# GIVEN PROBLEM:
Continue the events-of-default passage from the promissory note, picking up right after its final line.

# DOCUMENT PASSAGE:
[Begin]
Events of Default. Each of the following occurrences shall constitute an “Event of Default” under this Note:
(a)
Failure to Pay Principal or Interest. If Issuer shall fail to pay any installment of principal or interest within thirty (30) days of the date scheduled for such payment.
(b)
Breach of Representation or Warranty. If any material representation or warranty made by Issuer in this Note shall prove to have been knowingly false (to the actual knowledge of Xxx X. Xxxxxxx, Xxxxx Xxxxxxx or Xxx Xxxxxxx) in a material respect on the Issue Date and the Holder shall not have independent knowledge on the Issue Date of the inaccuracy of the representation or warranty; provided, that the Holder is deemed to have independent knowledge only of information that is or has been included in public securities filings or press releases issued by the Issuer on or prior to the Issue Date or which has been otherwise made available to it or any of its shareholders or representatives for review on or prior to the Issue Date.
(c)
Insolvency. The Issuer is adjudicated to be insolvent under Wisconsin law.
(d)
[End]
# SUPPLIED INFORMATION:
[Begin]
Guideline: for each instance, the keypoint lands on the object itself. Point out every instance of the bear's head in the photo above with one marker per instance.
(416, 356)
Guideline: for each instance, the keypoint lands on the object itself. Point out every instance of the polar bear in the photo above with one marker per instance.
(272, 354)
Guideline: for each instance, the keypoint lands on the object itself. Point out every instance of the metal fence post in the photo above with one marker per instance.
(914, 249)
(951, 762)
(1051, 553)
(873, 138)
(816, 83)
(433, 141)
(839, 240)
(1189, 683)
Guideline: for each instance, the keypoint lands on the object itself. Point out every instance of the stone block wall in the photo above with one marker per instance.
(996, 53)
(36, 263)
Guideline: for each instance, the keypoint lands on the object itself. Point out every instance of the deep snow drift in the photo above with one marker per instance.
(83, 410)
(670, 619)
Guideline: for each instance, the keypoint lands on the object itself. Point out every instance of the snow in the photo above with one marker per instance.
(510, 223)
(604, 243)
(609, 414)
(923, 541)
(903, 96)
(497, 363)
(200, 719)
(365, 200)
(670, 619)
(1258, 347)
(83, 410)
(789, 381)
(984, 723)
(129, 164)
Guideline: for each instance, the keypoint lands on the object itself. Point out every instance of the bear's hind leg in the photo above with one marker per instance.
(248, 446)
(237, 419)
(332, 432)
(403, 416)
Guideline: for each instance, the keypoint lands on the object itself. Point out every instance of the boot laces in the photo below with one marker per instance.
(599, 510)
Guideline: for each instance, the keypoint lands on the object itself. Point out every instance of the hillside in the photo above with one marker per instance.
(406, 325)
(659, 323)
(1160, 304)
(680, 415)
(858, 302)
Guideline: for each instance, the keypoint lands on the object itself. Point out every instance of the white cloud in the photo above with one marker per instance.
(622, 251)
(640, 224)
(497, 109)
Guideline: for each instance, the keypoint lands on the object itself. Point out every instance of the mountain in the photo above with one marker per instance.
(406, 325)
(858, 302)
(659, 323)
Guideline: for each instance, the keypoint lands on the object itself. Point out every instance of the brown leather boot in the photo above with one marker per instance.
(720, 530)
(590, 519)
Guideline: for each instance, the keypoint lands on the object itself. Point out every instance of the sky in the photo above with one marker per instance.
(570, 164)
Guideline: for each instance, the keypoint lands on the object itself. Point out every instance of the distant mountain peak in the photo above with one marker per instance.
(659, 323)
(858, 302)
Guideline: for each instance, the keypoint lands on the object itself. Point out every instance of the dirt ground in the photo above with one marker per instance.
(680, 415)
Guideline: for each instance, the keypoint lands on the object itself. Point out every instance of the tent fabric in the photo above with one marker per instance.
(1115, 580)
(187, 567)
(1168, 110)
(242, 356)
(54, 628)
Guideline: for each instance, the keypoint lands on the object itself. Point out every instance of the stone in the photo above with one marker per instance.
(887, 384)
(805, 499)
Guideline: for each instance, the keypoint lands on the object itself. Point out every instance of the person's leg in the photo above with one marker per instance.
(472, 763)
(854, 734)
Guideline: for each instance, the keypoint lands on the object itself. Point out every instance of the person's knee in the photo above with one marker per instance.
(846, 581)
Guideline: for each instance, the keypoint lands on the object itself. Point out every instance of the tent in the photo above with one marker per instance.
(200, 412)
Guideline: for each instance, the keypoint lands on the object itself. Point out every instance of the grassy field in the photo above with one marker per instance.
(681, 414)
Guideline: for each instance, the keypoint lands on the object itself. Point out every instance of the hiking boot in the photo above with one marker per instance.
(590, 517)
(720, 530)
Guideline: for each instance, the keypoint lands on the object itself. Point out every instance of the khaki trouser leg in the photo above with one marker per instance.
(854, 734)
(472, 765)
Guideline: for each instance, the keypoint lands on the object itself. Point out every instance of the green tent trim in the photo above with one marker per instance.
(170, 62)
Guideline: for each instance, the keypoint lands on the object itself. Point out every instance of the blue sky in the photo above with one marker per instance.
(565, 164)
[End]
# ANSWER TO THIS EXERCISE:
Involuntary Bankruptcy; Appointment of Receiver, Etc. If an involuntary case shall be commenced against Issuer and the petition shall not be dismissed, stayed, bonded or discharged within sixty (60) days after commencement of the case; or a court having jurisdiction in the premises shall enter a decree or order for relief in respect of Issuer in an involuntary case, under any applicable bankruptcy, insolvency or other similar law now or hereinafter in effect; or any other similar relief shall be granted under any applicable federal, state, local or foreign law.
(e)
Voluntary Bankruptcy; Appointment of Receiver, Etc. The Issuer shall have an order for relief entered with respect to it or shall have commenced a voluntary case under any applicable bankruptcy, insolvency or other similar law now or hereafter in effect, or shall consent to the entry of an order for relief in an involuntary case, or to the conversion of an involuntary case to a voluntary case, under any such law, or shall consent to the appointment of or taking possession by a receiver, trustee or other custodian for all or a substantial part of its property or assets; or the Issuer shall make any assignment for the benefit of creditors.
(f)
Sale of Substantially all of the Assets of Issuer. The sale by Issuer of substantially all of its assets to a person or entity that does not control, is not controlled by, or is not under common control with Issuer as of the closing of the sale.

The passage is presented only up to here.